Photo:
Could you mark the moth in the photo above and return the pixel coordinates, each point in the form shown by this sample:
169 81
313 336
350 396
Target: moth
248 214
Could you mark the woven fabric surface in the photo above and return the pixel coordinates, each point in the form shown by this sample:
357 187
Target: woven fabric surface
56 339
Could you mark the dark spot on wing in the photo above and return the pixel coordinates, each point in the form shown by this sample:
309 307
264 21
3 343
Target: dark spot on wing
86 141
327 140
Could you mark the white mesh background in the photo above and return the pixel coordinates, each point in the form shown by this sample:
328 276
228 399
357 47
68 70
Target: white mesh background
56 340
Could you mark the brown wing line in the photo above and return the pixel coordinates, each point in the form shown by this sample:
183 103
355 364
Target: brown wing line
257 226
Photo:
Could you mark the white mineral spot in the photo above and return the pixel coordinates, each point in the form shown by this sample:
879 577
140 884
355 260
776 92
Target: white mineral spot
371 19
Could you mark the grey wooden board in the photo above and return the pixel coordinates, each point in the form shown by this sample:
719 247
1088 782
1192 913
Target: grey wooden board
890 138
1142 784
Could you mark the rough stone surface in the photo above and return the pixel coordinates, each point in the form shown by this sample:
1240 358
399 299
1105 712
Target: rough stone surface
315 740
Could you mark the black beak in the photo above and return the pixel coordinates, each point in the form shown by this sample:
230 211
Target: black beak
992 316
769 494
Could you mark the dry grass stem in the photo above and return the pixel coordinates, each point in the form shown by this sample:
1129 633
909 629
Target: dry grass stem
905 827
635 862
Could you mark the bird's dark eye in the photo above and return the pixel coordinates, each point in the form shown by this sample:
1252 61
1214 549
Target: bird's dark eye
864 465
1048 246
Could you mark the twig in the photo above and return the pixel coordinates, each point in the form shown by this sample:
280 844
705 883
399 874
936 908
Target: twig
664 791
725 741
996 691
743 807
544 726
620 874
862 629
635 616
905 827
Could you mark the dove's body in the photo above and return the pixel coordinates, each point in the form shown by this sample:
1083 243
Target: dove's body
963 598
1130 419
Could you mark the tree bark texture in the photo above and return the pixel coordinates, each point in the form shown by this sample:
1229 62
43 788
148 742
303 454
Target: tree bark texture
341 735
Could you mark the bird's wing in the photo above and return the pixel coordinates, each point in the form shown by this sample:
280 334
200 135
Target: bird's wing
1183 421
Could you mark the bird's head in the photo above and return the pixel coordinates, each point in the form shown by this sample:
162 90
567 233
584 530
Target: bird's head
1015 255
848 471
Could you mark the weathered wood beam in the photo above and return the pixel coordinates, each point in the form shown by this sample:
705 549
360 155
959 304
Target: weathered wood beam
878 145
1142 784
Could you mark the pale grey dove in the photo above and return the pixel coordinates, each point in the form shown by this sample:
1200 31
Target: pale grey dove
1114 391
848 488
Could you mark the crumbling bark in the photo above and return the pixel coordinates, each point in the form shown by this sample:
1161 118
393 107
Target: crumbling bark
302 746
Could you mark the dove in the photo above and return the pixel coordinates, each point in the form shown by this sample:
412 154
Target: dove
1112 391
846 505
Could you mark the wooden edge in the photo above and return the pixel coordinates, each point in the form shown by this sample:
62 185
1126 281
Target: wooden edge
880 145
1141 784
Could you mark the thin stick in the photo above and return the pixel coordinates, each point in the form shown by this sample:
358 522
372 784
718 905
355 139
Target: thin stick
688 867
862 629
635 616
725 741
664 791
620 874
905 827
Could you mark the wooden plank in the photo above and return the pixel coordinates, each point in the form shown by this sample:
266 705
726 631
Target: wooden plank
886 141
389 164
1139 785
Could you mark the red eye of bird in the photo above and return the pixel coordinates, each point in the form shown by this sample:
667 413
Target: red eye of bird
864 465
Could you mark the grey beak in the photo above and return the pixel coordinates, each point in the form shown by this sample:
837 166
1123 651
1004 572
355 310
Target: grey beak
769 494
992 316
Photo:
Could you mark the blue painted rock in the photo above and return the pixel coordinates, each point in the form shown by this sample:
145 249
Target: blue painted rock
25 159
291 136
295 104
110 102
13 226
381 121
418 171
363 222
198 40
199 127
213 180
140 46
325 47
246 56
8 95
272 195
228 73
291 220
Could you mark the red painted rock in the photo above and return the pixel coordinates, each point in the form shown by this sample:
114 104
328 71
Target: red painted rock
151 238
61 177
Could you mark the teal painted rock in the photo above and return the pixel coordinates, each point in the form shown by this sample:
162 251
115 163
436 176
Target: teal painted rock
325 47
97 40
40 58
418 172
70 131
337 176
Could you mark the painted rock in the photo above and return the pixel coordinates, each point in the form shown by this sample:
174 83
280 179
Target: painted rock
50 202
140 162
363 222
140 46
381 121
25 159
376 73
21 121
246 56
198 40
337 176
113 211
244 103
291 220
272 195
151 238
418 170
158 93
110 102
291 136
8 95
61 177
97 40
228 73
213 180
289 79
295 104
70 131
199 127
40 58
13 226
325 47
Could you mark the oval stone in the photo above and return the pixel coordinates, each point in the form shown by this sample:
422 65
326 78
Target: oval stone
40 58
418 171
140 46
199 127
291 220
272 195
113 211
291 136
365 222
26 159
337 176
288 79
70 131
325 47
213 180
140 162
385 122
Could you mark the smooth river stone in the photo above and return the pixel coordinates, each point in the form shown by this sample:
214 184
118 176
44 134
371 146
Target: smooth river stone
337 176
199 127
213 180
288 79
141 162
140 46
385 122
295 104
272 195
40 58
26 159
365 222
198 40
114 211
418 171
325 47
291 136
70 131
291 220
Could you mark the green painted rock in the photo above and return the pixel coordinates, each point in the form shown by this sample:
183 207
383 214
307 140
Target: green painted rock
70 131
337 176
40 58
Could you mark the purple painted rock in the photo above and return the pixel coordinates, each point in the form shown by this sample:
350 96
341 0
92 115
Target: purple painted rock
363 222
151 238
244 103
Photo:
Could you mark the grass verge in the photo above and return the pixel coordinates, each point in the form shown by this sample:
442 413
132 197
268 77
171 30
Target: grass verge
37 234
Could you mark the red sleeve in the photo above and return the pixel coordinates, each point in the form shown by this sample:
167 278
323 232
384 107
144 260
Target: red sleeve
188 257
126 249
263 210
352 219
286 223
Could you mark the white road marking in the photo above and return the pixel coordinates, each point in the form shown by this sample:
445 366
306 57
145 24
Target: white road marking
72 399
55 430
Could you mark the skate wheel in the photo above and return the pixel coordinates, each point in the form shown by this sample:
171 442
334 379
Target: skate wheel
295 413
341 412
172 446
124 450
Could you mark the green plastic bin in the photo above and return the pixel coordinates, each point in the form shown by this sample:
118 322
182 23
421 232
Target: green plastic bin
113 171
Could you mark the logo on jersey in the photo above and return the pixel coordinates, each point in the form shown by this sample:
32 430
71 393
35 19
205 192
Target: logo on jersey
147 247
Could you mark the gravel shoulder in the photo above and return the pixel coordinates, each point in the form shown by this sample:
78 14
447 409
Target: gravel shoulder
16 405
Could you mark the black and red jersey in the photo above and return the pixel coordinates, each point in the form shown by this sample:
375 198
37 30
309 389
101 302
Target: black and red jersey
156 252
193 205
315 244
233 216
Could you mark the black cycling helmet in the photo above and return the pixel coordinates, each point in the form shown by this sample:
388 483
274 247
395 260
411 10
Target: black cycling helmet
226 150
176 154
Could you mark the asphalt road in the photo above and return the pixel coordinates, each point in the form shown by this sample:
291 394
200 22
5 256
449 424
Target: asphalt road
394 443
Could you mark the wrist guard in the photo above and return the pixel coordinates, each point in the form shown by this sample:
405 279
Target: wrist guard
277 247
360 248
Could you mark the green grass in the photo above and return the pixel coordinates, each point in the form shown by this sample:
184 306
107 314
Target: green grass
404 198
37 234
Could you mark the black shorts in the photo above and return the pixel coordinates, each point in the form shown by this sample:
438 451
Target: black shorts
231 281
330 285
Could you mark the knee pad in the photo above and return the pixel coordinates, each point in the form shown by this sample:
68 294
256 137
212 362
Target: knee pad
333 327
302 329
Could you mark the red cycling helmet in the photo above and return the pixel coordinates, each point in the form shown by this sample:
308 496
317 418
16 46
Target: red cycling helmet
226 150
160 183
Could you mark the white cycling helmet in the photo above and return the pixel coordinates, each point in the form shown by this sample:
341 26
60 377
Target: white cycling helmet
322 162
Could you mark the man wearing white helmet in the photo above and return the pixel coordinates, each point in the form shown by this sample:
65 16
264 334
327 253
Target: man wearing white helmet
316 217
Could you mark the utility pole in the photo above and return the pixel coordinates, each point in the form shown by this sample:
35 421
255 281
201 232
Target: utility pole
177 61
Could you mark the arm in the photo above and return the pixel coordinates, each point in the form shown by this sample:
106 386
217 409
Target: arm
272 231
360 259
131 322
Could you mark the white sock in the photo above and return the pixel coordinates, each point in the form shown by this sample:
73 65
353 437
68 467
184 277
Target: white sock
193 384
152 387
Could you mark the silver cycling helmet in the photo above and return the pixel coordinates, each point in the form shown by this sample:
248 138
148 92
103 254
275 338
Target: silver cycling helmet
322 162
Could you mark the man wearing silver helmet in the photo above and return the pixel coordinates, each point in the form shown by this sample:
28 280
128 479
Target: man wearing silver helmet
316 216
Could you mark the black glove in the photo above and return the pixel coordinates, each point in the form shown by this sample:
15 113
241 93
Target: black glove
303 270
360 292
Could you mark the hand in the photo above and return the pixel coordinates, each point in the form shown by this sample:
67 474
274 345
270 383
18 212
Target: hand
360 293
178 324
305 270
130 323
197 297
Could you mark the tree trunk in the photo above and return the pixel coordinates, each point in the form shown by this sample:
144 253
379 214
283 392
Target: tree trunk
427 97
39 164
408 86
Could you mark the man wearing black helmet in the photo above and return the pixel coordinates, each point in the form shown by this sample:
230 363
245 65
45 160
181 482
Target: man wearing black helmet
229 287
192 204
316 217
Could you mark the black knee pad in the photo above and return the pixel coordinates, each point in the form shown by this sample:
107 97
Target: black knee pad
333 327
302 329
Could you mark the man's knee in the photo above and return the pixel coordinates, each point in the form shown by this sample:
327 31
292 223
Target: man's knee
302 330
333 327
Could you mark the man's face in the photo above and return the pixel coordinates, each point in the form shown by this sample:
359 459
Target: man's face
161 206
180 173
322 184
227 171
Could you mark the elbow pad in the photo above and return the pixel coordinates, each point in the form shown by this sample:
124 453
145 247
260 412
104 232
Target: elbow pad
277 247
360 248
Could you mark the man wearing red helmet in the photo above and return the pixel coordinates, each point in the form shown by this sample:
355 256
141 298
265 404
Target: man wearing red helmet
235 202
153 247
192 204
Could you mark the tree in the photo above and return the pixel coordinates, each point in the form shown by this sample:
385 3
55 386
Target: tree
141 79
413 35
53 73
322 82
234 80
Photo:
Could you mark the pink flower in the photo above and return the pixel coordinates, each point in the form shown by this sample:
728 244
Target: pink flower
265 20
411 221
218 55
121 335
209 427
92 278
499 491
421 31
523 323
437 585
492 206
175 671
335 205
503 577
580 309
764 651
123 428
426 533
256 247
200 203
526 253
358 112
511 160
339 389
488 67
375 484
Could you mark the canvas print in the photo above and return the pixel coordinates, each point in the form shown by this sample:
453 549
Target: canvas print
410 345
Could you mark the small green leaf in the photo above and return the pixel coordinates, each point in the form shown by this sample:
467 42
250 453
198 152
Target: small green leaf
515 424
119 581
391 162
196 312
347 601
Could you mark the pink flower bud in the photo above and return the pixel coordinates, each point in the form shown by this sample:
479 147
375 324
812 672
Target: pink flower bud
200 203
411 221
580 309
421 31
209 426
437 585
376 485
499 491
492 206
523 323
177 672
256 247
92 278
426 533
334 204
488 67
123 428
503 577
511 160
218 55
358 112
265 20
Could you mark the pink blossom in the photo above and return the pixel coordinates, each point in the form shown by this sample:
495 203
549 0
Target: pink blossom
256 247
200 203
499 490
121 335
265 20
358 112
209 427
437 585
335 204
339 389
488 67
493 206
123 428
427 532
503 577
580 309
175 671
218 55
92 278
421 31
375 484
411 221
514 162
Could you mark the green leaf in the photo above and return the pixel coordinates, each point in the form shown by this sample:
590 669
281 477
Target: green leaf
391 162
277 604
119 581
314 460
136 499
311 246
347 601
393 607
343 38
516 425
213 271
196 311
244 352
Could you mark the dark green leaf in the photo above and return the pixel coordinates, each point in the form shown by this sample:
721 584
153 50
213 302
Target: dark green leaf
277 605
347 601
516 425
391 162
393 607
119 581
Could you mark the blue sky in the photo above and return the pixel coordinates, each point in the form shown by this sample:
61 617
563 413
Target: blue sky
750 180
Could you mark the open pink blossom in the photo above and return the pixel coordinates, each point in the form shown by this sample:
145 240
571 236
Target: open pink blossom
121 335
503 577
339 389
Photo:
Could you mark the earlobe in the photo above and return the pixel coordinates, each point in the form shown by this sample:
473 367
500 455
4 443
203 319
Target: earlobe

-----

• [PROBLEM TO SOLVE] Quote every line from the line containing "Could you mark the pink flower bud" through the closing line of the listing, including both.

• [FINISHED EXERCISE]
Could you mark the pink flower bud in the photo above and return the pixel coordinates, each point in the form shown by this sample:
479 147
375 324
812 672
Target: pink flower bud
200 203
411 221
580 309
421 31
209 426
437 585
376 485
499 491
492 206
523 323
177 672
256 247
92 278
426 533
334 204
488 67
123 428
503 577
511 160
218 55
358 112
265 20
Could you mark the pink blossom in the photo above and return the pixel coordinates, each point in the form shown by this sample:
495 203
549 0
Target: pink blossom
256 247
200 203
499 490
121 335
265 20
358 112
209 427
437 585
335 204
339 389
488 67
493 206
123 428
427 532
503 577
580 309
175 671
218 55
92 278
421 31
375 484
411 221
514 162
Could you mark the green leaf in the photo above and return the pixel coordinates, each point in the form shown by this sample:
590 669
281 477
Target: green leaf
391 162
277 604
119 581
314 460
136 499
311 246
347 601
393 607
343 38
516 425
213 271
196 311
244 352
Could you mark the dark green leaf in the photo above and return the pixel coordinates, each point in the form shown by this sample:
721 584
153 50
213 302
Target: dark green leaf
277 605
347 601
516 425
391 162
393 607
119 581
Could you mark the blue sky in the photo above and return the pixel coordinates, each point in the form shown by this sample:
61 617
563 413
Target: blue sky
750 180
Could you mark the open pink blossom in the photo above and return the pixel coordinates, each point in the form shown by this sample:
145 240
571 236
Target: open pink blossom
121 335
503 577
339 389
Photo:
Could you mark the earlobe in the photo above and return the pixel coordinates, each point in the form shown by this sample:
473 367
500 455
4 443
203 319
Target: earlobe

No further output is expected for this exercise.